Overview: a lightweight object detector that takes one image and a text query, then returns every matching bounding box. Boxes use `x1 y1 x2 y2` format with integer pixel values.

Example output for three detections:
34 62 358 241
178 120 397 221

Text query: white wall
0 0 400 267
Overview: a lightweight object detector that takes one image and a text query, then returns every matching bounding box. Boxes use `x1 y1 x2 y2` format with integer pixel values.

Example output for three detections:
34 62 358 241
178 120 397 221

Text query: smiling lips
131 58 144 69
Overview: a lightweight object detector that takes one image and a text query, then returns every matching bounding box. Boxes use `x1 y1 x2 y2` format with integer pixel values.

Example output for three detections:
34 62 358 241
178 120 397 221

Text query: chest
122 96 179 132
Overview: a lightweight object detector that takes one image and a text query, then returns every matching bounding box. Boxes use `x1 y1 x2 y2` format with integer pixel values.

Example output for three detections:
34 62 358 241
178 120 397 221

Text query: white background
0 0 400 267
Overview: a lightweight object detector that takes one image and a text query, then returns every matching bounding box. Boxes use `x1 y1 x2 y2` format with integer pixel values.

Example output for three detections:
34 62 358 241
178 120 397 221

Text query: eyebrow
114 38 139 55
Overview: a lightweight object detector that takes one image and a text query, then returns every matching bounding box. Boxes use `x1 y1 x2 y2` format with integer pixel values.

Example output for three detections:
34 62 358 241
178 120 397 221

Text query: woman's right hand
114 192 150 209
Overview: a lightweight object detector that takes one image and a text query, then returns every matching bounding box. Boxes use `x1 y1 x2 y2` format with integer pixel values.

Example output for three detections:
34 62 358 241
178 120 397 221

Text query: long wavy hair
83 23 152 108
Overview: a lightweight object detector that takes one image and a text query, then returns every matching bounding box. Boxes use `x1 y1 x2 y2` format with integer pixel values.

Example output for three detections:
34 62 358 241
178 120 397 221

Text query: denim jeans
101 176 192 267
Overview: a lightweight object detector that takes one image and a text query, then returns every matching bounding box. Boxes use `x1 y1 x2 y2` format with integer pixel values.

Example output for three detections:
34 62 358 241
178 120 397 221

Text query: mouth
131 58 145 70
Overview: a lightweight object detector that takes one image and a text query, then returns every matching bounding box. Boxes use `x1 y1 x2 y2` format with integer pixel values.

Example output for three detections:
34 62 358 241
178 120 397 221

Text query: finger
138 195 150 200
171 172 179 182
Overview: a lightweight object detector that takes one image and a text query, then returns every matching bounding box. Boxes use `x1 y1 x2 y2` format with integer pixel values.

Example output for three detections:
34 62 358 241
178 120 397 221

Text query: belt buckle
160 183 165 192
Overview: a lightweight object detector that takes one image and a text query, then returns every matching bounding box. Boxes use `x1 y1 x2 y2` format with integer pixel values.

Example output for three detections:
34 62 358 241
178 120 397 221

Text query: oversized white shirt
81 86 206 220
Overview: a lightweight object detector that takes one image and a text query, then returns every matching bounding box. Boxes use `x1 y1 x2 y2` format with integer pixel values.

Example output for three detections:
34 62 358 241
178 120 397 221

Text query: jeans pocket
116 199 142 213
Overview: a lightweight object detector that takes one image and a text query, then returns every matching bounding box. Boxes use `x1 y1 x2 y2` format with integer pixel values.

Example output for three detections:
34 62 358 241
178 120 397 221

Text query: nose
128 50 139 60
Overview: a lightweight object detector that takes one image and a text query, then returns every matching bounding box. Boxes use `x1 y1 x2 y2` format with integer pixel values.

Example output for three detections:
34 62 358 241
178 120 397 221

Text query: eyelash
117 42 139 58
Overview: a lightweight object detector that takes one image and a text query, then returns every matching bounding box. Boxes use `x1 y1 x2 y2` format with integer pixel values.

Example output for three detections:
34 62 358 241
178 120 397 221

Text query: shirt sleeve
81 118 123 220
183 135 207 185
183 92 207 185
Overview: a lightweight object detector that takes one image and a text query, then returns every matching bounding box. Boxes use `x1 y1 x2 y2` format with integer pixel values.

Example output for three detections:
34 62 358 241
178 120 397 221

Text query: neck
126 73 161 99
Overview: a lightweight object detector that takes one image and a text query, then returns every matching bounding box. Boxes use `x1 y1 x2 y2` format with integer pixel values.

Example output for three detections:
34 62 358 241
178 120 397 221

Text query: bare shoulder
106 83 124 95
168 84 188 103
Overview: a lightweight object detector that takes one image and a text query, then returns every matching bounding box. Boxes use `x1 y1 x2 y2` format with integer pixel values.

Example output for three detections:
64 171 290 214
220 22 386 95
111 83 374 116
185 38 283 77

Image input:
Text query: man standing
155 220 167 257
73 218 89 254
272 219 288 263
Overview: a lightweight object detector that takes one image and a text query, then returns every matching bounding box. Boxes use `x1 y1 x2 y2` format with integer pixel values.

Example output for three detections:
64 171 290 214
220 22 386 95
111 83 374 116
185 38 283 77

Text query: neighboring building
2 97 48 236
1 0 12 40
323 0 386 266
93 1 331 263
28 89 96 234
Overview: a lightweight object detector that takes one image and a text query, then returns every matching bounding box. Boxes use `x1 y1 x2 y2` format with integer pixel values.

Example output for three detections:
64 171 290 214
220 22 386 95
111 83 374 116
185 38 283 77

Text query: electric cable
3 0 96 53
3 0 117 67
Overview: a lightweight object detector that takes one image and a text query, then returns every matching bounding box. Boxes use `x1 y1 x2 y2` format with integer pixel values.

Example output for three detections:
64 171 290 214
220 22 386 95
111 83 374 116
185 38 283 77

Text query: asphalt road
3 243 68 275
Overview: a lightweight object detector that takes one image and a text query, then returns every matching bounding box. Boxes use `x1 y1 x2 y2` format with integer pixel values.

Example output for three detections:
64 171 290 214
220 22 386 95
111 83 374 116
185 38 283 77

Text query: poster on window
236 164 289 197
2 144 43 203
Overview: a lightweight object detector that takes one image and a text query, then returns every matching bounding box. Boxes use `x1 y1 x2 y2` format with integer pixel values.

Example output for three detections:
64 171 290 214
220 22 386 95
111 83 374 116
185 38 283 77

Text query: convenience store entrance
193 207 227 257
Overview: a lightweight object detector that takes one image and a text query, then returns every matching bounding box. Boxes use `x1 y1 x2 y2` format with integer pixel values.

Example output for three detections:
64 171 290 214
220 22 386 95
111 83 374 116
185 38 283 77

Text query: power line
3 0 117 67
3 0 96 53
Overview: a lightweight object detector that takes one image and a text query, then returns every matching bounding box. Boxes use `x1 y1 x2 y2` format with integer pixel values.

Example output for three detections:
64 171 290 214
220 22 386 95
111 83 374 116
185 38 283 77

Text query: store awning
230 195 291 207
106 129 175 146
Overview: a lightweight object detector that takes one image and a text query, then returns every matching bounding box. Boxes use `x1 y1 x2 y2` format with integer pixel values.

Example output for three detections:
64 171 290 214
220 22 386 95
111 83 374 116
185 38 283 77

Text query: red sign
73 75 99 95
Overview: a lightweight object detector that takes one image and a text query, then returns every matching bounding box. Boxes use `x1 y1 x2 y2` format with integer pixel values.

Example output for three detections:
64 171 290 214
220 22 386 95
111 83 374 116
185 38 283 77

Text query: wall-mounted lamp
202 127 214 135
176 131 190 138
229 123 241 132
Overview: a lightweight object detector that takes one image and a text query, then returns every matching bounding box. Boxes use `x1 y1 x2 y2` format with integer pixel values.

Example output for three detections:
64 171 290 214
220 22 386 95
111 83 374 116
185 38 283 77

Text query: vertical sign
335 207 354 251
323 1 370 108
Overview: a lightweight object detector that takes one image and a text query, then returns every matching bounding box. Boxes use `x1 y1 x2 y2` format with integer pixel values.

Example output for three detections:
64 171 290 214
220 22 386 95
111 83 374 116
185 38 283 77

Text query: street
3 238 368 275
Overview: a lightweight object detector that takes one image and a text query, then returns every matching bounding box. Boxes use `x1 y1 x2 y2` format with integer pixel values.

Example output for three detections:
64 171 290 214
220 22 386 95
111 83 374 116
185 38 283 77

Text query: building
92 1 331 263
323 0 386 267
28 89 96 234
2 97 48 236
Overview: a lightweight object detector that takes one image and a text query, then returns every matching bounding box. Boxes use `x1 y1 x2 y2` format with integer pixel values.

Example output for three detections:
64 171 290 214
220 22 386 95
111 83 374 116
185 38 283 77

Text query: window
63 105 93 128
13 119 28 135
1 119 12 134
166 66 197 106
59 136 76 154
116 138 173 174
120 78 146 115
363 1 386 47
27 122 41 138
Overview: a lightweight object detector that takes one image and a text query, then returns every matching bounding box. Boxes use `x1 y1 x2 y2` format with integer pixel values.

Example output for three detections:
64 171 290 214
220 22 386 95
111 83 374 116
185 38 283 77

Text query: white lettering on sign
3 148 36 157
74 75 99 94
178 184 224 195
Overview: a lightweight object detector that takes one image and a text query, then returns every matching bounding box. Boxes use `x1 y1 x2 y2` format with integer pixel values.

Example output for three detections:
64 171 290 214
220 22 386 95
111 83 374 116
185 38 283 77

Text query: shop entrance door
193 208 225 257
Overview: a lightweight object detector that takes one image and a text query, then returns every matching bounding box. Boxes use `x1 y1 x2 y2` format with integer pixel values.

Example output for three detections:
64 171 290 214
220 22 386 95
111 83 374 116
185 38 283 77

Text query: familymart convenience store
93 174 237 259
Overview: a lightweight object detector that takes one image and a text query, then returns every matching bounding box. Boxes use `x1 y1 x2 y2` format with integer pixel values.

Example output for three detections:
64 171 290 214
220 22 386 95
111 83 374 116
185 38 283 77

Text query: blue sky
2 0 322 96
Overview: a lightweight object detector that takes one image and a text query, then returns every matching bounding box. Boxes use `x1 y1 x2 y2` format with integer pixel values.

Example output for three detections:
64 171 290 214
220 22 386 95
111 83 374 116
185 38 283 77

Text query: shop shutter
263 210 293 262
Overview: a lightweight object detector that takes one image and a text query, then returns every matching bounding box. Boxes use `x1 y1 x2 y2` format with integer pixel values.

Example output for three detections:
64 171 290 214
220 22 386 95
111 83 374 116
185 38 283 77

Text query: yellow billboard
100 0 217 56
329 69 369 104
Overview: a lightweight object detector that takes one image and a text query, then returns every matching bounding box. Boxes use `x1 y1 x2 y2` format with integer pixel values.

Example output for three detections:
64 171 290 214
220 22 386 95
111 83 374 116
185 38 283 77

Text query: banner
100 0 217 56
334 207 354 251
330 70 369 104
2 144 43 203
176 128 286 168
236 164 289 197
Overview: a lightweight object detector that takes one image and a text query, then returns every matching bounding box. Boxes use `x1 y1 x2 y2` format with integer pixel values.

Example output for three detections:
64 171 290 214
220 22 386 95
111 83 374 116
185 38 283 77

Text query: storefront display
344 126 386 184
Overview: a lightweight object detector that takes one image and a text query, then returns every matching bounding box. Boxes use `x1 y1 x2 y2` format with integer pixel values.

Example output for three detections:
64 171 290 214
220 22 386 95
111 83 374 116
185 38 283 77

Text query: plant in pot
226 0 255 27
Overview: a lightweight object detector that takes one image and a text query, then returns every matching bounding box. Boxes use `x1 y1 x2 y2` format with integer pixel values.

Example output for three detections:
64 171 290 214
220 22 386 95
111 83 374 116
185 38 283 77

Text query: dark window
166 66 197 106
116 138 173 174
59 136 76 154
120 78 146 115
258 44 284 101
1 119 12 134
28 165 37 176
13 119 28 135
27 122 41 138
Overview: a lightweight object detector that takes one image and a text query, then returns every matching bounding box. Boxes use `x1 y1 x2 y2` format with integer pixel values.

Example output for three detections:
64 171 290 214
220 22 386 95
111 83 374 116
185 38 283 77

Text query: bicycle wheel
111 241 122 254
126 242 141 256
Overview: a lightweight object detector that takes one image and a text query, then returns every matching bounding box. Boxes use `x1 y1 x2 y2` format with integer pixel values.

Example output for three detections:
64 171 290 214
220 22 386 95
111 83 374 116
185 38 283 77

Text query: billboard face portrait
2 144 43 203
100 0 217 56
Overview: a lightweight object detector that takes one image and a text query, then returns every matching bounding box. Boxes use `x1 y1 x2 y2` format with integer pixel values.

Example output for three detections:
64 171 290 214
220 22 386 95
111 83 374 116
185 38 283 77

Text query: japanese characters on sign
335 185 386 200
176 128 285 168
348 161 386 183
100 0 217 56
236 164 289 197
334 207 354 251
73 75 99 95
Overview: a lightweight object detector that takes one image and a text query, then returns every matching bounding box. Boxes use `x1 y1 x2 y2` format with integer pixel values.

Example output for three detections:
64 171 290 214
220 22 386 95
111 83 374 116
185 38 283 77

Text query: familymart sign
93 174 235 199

[Stated task] Copy out every line of the items from the very first one through the line containing "114 38 139 55", keeping each line unchanged.

[Result]
Overview: a lightweight object detector that takes one image and a text query, then returns every matching bounding box. Boxes use `x1 y1 x2 y2` format with integer pixel values.

Example output for three detections:
34 62 358 241
178 120 397 221

Text query: white wall
0 0 400 267
Overview: a lightweight object detector that takes one image and a text query, then returns every matching bounding box. Boxes use `x1 y1 x2 y2` format with integer pixel values.

Example output for three detections:
34 62 358 241
178 120 397 221

Text query: smiling lips
131 58 144 69
Overview: a lightweight object detector that takes one image and a text query, then returns every matching bounding box. Boxes use `x1 y1 x2 y2` format with integer pixel values.

Example output for three detections:
34 62 358 241
178 120 397 221

Text query: chest
122 96 179 132
Overview: a lightweight object detector that takes one image and a text query, then returns every matching bounding box. Boxes use `x1 y1 x2 y2` format with integer pixel values.

Example output for three detections:
34 62 358 241
178 120 397 221

Text query: white background
0 0 400 267
Overview: a lightweight object detector that takes one image and a text query, then returns every matching bounding box. Boxes use `x1 y1 x2 y2` format with integer pixel values.

Example output for three detections:
34 62 358 241
178 120 397 221

Text query: eyebrow
114 38 139 55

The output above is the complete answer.